課題: 本文によれば、ウォレン・バフェットはメリンダ&ビル・ゲイツ財団に財産のどれだけを寄贈しましたか。

本文:
--------------------
宮台:■そこを、冒頭に持ち出した「痛み」という概念を使って、有効にパラフレーズできると思う。たとえば、ゼミでも扱ってきた新反動主義者、なかんずく加速主義者の発想に従えば、こうなる。社会を生きるのが苦しい人たちがいる。昔だったら「再配分しろ」「いやだ」「同じ国民は仲間だろ、革命するぞ」「同じ国民だから仕方ない、再配分しよう」となる(笑)。今はならない。「再配分しろ」「いやだ」「同じ国民は仲間だろ、革命するぞ」「同じ国民は仲間? 知るか? どうでもいいクズに再配分なんかするものか。でも苦しいなら、ラクになれるゲームとドラッグをあげるよ。それでいいだろ?」となる。
■金持ちの言い分を補完すると、昔は国家の外はあんまり見えなかった。だから「みんな平等」と言えば国民の平等のことだった。でも、今は国家の外が見える。だから「みんな平等」と言えば「みんなって誰だよ」ってなる。「国民だよ」「は? イヤだね。俺は本当に痛みを感じている弱者のために財産を使う。豊かな自国のずるい怠け者より、貧しい他国の正直者にね」。実際、私財をメリンダ&ビル・ゲイツ財団に注ぎ込んだゲイツや、そこに財産の9割を寄贈したウォレン・バフェットみたいに、自国アメリカのためより、貧しい他国の弱者のために自分のお金を使いたいと思う有名な金持ちが目立つようになった。僕は全面的に共感できる。
■金持ちの言い分を、もう一つ補完すると、脳科学が進歩して、人々の考え方が変わってきたのもあるよね。さっき話したように、オウム教団は、法悦を、ドラッグと電極でもたらせる脳内環境の問題だと考えた。すると、豊かな生活で幸せになれるように、ゲーミフィケーションがもたらす仮想現実・拡張現実でも、大麻のような安価で無害なドラッグでも幸せになれるじゃないか、となる。そして実際、脳内環境を整えられるのだったら全く問題ないかもっていう発想をする人が貧乏な若者たちにも増えてきた。すると、金持ち寄りの統治権力が「それで痛みは消えるだろ?」と言っても「確かに!」と思うようになった。
■今のトランプ政権が「オピオイド政権」なのが象徴的だよね。アメリカではこの十年でオピオイド中毒がめちゃめちゃ増えた。日本人もタイガー・ウッズの一件や米国トヨタの幹部が日本にオピオイドを持ち込もうとした一件で知ってるよね。オピオイドって人工オピウムのことだ。オピウムは「阿片」と訳されてけど、昔は「痛み止め」として使われた。マルクスが言った「宗教は阿片だ」も「宗教は痛み止めだ」と訳すべきなんだ。「痛みの原因である貧困を取り除かなくても、痛み止めだけで満足しちゃうこと」を批判していたからだよね。今アメリカではラストベルト(錆びた地帯=旧製造業地域)を中心に心身に痛みを抱えた人が大勢いる。だからトランプは大統領選挙で「俺が大統領になったら痛みを止めてやる」と訴えた。実際大統領になると、反中国や排外主義で彼らの溜飲を下げて、痛みを軽くした。そのトランプを「テックによる痛み止め」を推奨する新反動主義者が支持してるって図式(笑)。
--------------------
提供データ:
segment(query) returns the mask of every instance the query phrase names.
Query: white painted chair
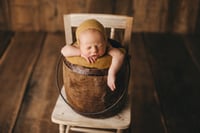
--------------------
回答: 財産の9割を寄贈しました。